#### [Exercise task]
Pull out every line of the records below that contains the word "wooden".
>>>>>
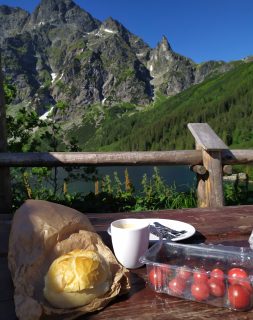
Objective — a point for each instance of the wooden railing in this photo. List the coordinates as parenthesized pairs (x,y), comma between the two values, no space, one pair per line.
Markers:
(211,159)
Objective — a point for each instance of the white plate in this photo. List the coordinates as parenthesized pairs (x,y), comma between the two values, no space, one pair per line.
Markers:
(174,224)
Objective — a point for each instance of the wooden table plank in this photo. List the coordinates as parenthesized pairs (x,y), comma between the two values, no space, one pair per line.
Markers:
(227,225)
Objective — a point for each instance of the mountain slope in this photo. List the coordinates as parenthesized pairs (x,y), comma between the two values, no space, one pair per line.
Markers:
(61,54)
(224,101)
<<<<<
>>>>>
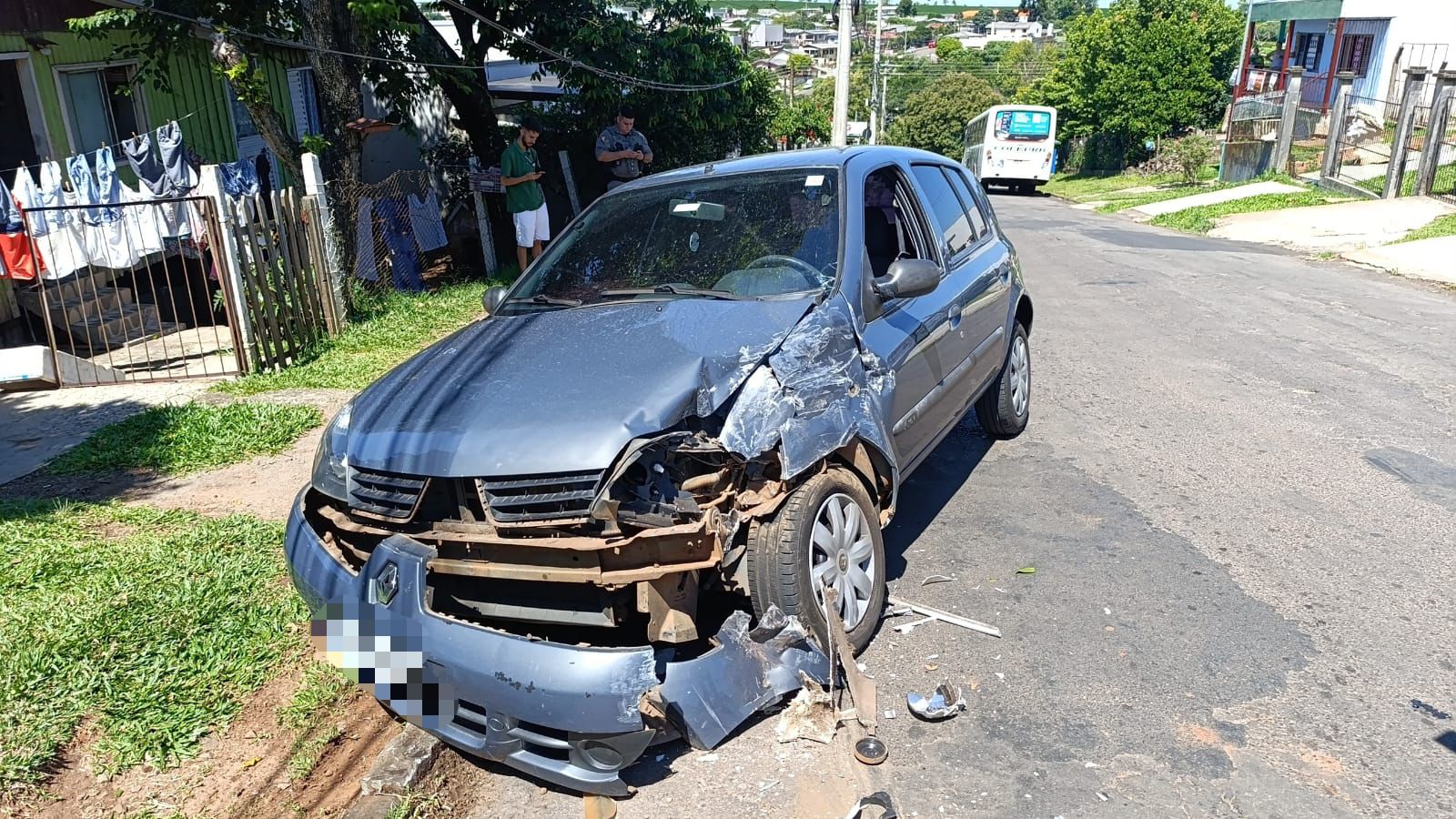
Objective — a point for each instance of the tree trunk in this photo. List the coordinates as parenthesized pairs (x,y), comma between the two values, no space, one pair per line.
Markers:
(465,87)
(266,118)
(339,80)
<<<<<
#### [Problem solution]
Objective — a point for each instance of the wooden railing in this photo. List the coordinates as parenthesized pairs (x,y), comma between the two values, no space, one pair per line.
Objective — a point for each instance of the wooden table plank in this photo. List the coordinates as parenthesized pairs (x,y), comma between the two values, no space, one pair per line.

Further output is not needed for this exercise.